## What the task requires
Print the whole listing below exactly as given, pictures excluded.
::::::
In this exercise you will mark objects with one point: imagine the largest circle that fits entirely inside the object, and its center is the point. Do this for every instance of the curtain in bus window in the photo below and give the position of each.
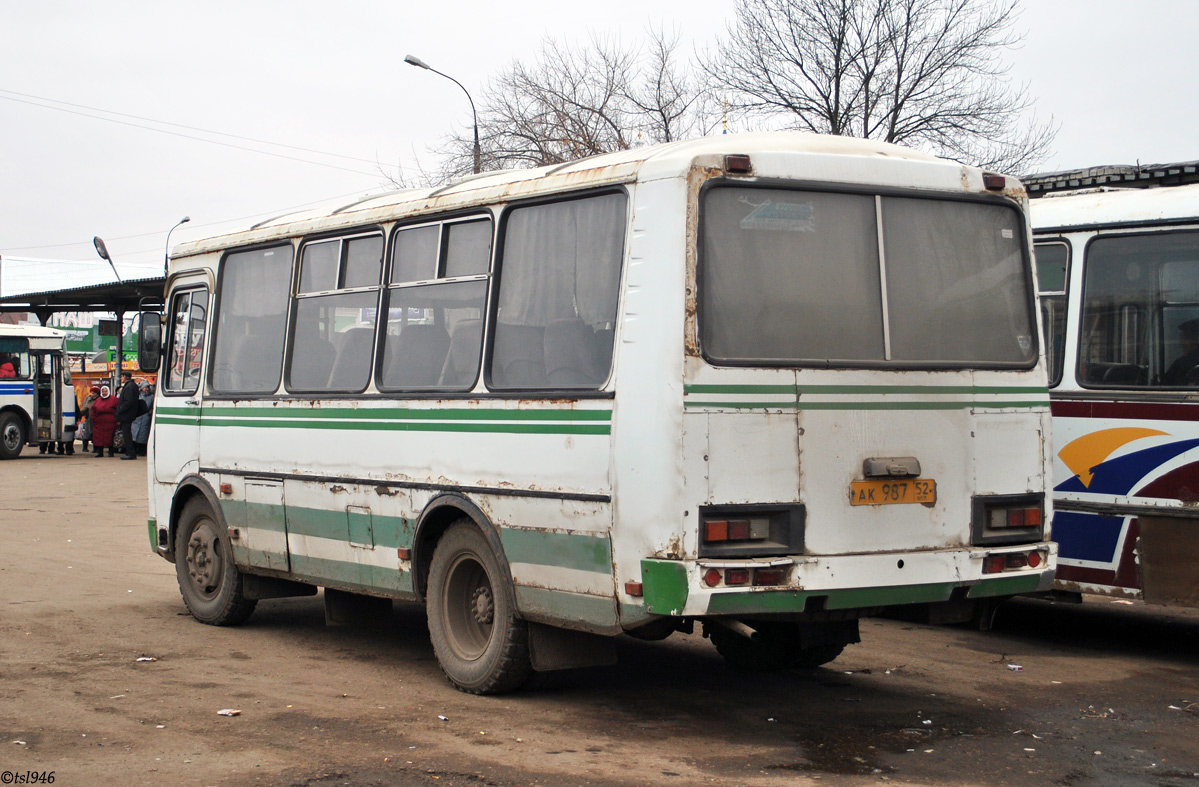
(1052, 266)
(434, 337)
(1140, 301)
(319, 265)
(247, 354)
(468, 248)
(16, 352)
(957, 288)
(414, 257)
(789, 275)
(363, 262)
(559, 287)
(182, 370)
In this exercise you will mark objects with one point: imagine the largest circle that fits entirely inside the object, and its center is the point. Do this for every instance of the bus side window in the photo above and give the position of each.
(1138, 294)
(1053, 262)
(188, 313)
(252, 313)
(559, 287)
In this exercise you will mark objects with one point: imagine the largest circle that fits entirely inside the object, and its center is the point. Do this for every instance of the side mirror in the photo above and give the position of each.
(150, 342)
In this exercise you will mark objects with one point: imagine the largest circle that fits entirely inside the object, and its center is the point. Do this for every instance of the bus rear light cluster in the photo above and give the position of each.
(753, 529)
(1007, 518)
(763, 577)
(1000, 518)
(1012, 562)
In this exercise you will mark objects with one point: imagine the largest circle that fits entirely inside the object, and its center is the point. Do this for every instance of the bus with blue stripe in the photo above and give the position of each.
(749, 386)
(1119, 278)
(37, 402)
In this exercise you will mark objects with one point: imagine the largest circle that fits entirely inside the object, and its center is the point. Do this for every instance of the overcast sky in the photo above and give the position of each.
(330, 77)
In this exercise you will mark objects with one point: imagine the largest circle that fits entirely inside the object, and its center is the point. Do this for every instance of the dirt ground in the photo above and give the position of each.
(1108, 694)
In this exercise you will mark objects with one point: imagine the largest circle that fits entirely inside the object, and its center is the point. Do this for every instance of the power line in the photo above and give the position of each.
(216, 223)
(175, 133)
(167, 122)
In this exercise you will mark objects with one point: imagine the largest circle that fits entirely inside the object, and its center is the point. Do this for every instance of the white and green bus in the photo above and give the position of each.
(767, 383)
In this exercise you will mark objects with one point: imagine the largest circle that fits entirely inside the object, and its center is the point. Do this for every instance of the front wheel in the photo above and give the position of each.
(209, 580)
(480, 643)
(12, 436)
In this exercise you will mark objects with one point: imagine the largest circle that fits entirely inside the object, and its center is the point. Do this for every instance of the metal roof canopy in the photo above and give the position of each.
::::::
## Result of this task
In this exercise you will mark objects with one point: imagine the largest circle that fits entirely inside the object, and its center is the point. Do this for every instance of the curtain in bus window in the photo below and give the position of each.
(1052, 266)
(434, 337)
(1140, 301)
(319, 265)
(247, 354)
(468, 248)
(16, 352)
(957, 288)
(414, 257)
(789, 275)
(363, 262)
(559, 287)
(182, 370)
In this exercise you will mark objects with one point: imagine the largest circle that fits entirely inside the object, and its center is the point. Do this for every instance of the bus side window in the photo above and give the position of each.
(1138, 294)
(1053, 262)
(188, 313)
(252, 313)
(559, 287)
In this exercise you will mark objects with one point: imagine the largest circle that fits entirely inside the object, and its center is the point. Do this for every instance of the side mirror in the photo above and give the position of each.
(150, 342)
In this exercise you will mark objects with one point: imagine the largest circle that fits entirely inside the object, and its center is the point. Do this for every instance of the bus rear light cluster in the photo above and give the position of each.
(753, 529)
(1007, 518)
(763, 577)
(1000, 518)
(1012, 562)
In this exercise you will mark objects with one point: imagine the largest circle that fits entirely inside the object, and its center is the point. Do this for every instance of the bus with blue stripe in the photo above and give the position of each.
(749, 386)
(1119, 278)
(37, 402)
In this exercise you will mark objects with one point: imagine the largest circle that fits entirely inside the object, and its center is the point. Do this for every instance of the overcast sky in the photo above and give the position of each.
(330, 77)
In this exercise you will mark objects with one point: imagine the largest circle that fits entirely inside the object, and its center is the point. Do this for every instance of the dirt ground in the photo above and give the position of each.
(1108, 694)
In this exercise you will mark objects with one point: imagine the largest circle that fits entirely inside the object, and its center is the point. Do this for every instance of the power line in the photo above and give the position of each.
(216, 223)
(175, 133)
(167, 122)
In this exercise you will mark objects with one point: imagine the largest circle that fits entirely inside the object, and its center is the point. Do this for every instance of the white and green bus in the photo above and give the position of each.
(767, 383)
In this exercise you will mark objects with one point: imagine the largest circle that fits entirely inside the object, and its center is the point. Do this for every instance of the front wheel in the photo above and give the position of each.
(209, 580)
(480, 643)
(12, 436)
In this exercise you will mark objects with one point: imagine the largest circle that fits entirely inside the object, and its center is the point. Do this for every instance of the metal roof canopy in the photo above and give the position of each.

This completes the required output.